[GIVEN REQUEST]:
Extract each record and reproduce it exactly.

=-=-=-=-=

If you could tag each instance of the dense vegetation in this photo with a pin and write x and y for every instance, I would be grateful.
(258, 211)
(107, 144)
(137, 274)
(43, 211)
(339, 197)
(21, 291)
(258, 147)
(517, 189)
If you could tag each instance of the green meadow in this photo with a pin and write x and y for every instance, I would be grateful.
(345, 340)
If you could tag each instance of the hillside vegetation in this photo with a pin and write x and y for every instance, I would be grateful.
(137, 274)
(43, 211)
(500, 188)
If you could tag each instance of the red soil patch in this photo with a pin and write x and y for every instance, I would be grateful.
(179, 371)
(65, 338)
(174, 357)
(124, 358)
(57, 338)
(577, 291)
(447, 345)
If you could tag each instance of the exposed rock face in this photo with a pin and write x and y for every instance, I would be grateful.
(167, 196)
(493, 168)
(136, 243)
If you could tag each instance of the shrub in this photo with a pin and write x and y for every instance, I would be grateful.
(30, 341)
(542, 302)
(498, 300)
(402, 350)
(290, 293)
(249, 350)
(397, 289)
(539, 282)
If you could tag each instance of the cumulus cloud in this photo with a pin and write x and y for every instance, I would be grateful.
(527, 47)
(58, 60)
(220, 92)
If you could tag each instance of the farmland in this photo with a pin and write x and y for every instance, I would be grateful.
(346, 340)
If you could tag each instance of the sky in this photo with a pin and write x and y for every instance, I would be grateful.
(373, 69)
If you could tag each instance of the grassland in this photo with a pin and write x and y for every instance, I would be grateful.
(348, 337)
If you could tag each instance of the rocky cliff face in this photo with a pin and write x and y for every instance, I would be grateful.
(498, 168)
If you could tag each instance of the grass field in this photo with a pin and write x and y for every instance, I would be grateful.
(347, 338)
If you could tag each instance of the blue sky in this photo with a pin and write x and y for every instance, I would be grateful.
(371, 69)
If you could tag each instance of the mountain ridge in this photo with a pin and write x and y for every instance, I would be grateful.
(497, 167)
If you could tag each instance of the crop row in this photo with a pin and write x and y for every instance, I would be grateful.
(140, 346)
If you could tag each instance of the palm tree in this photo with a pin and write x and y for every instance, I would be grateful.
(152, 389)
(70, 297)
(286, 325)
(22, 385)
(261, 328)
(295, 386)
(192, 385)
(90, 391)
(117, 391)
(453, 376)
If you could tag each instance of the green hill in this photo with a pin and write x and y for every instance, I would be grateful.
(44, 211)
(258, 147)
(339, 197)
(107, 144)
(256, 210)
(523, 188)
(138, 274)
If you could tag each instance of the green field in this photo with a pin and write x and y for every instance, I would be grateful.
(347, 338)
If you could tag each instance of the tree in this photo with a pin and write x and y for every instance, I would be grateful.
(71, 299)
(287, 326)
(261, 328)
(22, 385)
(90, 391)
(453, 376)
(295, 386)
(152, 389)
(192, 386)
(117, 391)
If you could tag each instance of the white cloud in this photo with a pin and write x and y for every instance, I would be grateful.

=-=-=-=-=

[RIGHT ANSWER]:
If you could tag each instance of the dense vegetation in this photo with a pin and write x and y for every instance, I would be grateful.
(258, 211)
(107, 144)
(137, 274)
(43, 211)
(339, 197)
(21, 291)
(258, 147)
(517, 189)
If you could tag each instance of the green meadow in this photo with a pin and write x and y for every instance, I would be grateful.
(345, 340)
If you could tag each instance of the hillside vegetation in this photo with a pin and write x and y for every instance, I would be grateful.
(137, 274)
(43, 211)
(500, 188)
If you could tag each instance of the red soil patch in this photo with a pin and write x and y for every instance, I would be grateful.
(179, 371)
(65, 338)
(174, 357)
(124, 358)
(57, 338)
(577, 291)
(447, 345)
If you could tag each instance of the exposed rock face in this photo with a pin and write x and y for every instance, I would be grateful.
(167, 196)
(493, 168)
(136, 243)
If you could tag each instance of the shrub in this photo with a pin and write x and y for every instance, I would be grateful.
(30, 341)
(542, 302)
(498, 300)
(402, 350)
(290, 293)
(249, 350)
(397, 289)
(539, 282)
If you could tag each instance of the cumulus cloud in this photo with a pin and write x and y for every instance, I would be grateful.
(527, 47)
(58, 60)
(220, 92)
If you could tag each instance of the farmland in this photo with a pin and write x and y for every instance, I would be grateful.
(346, 340)
If you could tag each instance of the sky in this photo with a pin and write x and y for every instance, I would be grateful.
(373, 69)
If you could tag each instance of the grassland in this photo with a pin and write x and y for every instance, I would be grateful.
(348, 337)
If you could tag each instance of the rocky cliff face in this photo with a pin and write x and y for every instance, I would be grateful.
(498, 168)
If you could tag each instance of the grass field in this photo with a pin and write x and y for every instance, I would be grateful.
(347, 338)
If you could tag each instance of the blue sky in this photo with a pin and write x and y for every instance, I would be grateful.
(371, 69)
If you could tag each instance of the mountain ridge in this photo with a pin and write x and y for every instance, I would be grateful.
(497, 167)
If you could tag each instance of the crop row in this photo with a pin and write x and y for every instance, I would be grateful.
(140, 346)
If you could tag each instance of the palm tree in this photo with a pin and write x and y for every instance, I would be grateful.
(152, 389)
(70, 297)
(286, 325)
(22, 385)
(261, 328)
(295, 386)
(192, 385)
(90, 391)
(117, 391)
(453, 376)
If you could tag each instance of the green hill in this photo with a pin and write x and y for every instance, I would be grateful.
(44, 211)
(258, 147)
(339, 197)
(107, 144)
(256, 210)
(523, 188)
(138, 274)
If you could tag each instance of the green field in this photo with a pin and write x and y for every instance, I would be grateful.
(347, 338)
If you could tag each instance of the tree in this photo with a pin and write x and y for every instance, I would be grateful.
(71, 299)
(287, 326)
(261, 328)
(22, 385)
(90, 391)
(453, 376)
(295, 386)
(152, 389)
(192, 386)
(117, 391)
If you could tag each instance of the white cloud in this photo with a pin and write x and y for every instance, I would be grateful.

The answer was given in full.